ESERCIZIO ASSEGNATO 1: Individua nei record qui sotto ogni riga che contiene la stringa "knee" e ricopiala.

BRANO DA LEGGERE:
────────────────────

Una ulteriore peculiarità della confisca delle riserve estere della RCB deriva dal fatto che non sarebbe l’Ucraina a privare la Banca Centrale Russa della disponibilità dei propri asset, bensì Stati terzi nelle cui giurisdizioni si trovano i beni congelati. Questa condotta potrebbe essere ricompresa nel novero delle “contromisura di terze parti” e trovare almeno parziale accoglimento nel disposto dell’ARISWA, in base al quale rimane impregiudicato per gli Stati diversi da uno Stato leso il diritto di invocare la responsabilità dell’autore dell’illecito e di adottare misure lecite “lawful measures” per assicurare sia la cessazione della violazione che la riparazione dei danni arrecati.

Con il congelamento delle riserve estere di Mosca, i membri del G7 hanno ulteriormente confermato la prassi dell’adozione di contromisure da parte di Paesi terzi, in risposta a gravi illeciti erga omnes, come la guerra di aggressione della Russia contro l’Ucraina. La stessa ARSIWA, inoltre, prevede un obbligo di cooperazione in presenza di violazioni di obblighi internazionali come l’attacco contro la sovranità, l’integrità territoriale o l’indipendenza politica di uno Stato. Pertanto, sarebbe possibile e addirittura auspicabile una forma di coordinamento multilaterale in risposta ad un’aggressione militare contro uno Stato sovrano, che è stata riconosciuta come tale e condannata dall’Assemblea generale delle Nazioni Unite.

Anche ammettendo il ricorso a “lawful measures” nel caso in esame, una confisca integrale delle riserve estere della RCB difficilmente avrebbe carattere reversibile e temporaneo, atteso che presupporrebbe il trasferimento della proprietà a titolo originario ad un attore terzo, per un periodo di tempo indeterminato. L’unico requisito pienamente rispettato sarebbe quello della proporzionalità, considerato che i danni economici del conflitto superano di gran lunga l’importo degli asset congelati dai Paesi del G7. Per quest’ultima ragione, la confisca avrebbe l’indubbio pregio di indurre la Russia all’adempimento degli obblighi di riparazione. Mosca potrebbe infatti pretendere la restituzione delle somme confiscate solo una volta rimossi gli effetti dell’atto illecito nella sua interezza.

────────────────────

MATERIALE FORNITO:
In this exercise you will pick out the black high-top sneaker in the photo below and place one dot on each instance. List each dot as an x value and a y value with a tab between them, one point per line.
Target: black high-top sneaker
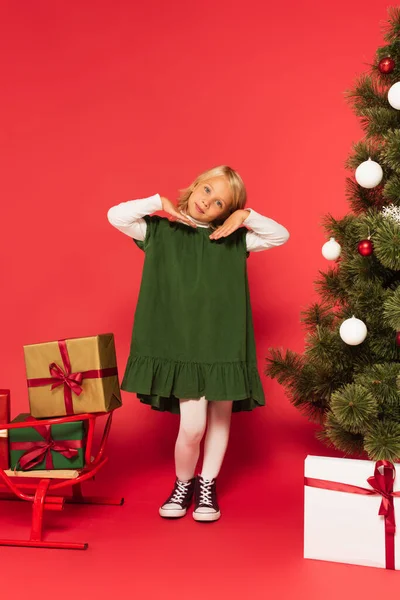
205	500
179	500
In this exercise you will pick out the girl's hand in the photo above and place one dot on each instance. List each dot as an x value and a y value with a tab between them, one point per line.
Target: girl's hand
233	222
170	209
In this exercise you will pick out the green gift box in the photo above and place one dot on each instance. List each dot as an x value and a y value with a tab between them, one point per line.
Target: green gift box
39	447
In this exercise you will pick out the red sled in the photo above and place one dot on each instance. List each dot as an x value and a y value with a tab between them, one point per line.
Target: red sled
48	492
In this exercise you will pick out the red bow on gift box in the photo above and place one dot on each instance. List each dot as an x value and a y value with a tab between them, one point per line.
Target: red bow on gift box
39	449
382	484
72	381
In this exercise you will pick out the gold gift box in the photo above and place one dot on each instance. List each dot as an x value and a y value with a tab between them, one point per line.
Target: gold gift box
99	394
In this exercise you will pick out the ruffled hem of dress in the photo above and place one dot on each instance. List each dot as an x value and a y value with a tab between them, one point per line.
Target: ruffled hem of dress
160	383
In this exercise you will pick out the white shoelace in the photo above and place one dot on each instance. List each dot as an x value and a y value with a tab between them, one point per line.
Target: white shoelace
180	492
205	492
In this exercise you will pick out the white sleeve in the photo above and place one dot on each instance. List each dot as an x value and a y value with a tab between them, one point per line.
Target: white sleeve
127	216
264	233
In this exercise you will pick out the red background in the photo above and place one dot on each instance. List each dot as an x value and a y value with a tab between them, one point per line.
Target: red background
102	102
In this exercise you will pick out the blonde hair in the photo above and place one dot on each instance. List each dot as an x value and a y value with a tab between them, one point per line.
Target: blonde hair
238	190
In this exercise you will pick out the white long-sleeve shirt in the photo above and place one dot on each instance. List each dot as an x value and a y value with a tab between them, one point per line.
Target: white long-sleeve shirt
127	217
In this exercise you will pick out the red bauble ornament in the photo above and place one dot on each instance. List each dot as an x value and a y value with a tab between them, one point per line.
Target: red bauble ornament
365	247
386	65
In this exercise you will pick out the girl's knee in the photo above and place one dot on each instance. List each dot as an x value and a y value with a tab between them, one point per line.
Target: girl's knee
191	434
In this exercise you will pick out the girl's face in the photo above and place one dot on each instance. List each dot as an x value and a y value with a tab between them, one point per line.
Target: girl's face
210	200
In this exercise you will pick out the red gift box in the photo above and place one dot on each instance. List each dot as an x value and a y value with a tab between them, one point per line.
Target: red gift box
4	418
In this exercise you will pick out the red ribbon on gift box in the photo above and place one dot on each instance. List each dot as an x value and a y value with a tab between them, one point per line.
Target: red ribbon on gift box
72	381
382	484
37	450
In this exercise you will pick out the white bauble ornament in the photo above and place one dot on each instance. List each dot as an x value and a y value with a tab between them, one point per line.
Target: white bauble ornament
353	331
369	174
394	96
331	250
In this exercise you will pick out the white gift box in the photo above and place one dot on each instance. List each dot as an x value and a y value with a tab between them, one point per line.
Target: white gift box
341	526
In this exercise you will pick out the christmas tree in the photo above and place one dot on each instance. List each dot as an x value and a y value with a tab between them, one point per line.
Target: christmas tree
348	378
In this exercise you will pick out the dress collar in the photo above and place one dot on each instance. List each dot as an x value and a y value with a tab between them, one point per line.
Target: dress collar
198	223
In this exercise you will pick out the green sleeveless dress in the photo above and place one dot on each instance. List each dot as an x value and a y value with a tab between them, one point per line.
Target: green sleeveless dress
193	330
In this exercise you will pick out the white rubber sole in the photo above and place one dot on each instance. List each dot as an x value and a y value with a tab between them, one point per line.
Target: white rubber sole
206	516
172	512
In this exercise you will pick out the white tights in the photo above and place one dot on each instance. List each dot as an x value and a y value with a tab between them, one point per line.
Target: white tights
194	416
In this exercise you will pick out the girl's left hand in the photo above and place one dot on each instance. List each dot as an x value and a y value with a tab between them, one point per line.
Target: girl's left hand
233	222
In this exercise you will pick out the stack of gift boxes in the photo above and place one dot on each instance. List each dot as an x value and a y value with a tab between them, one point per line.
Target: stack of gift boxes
65	377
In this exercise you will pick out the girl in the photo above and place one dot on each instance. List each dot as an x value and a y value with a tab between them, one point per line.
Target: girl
193	350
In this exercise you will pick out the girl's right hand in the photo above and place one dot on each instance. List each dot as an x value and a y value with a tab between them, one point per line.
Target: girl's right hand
170	209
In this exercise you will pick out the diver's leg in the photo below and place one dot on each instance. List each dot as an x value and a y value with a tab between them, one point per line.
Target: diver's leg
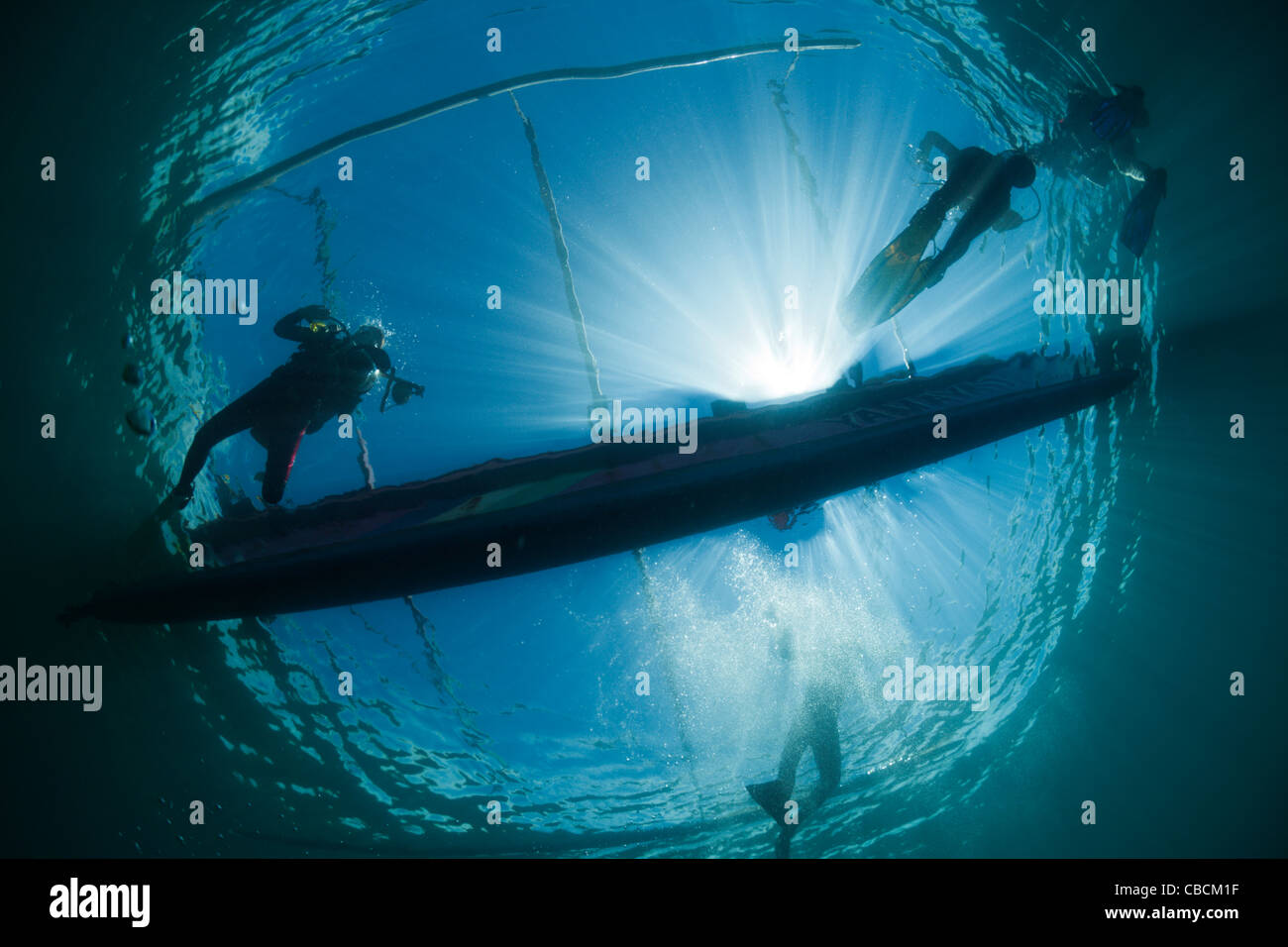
283	442
798	740
773	795
825	744
233	419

────────────────────

ESERCIZIO ASSEGNATO 2: Secondo il brano sopra, quale sarebbe l'unico requisito pienamente rispettato da una confisca integrale delle riserve estere della RCB?

RISPOSTA CORRETTA 1:
In this exercise you will pick out the girl's knee in the photo above and place one dot on each instance. List each dot as an x value and a y value with a tab between them, one point per line.
Target: girl's knee

RISPOSTA CORRETTA 2: Il requisito della proporzionalità.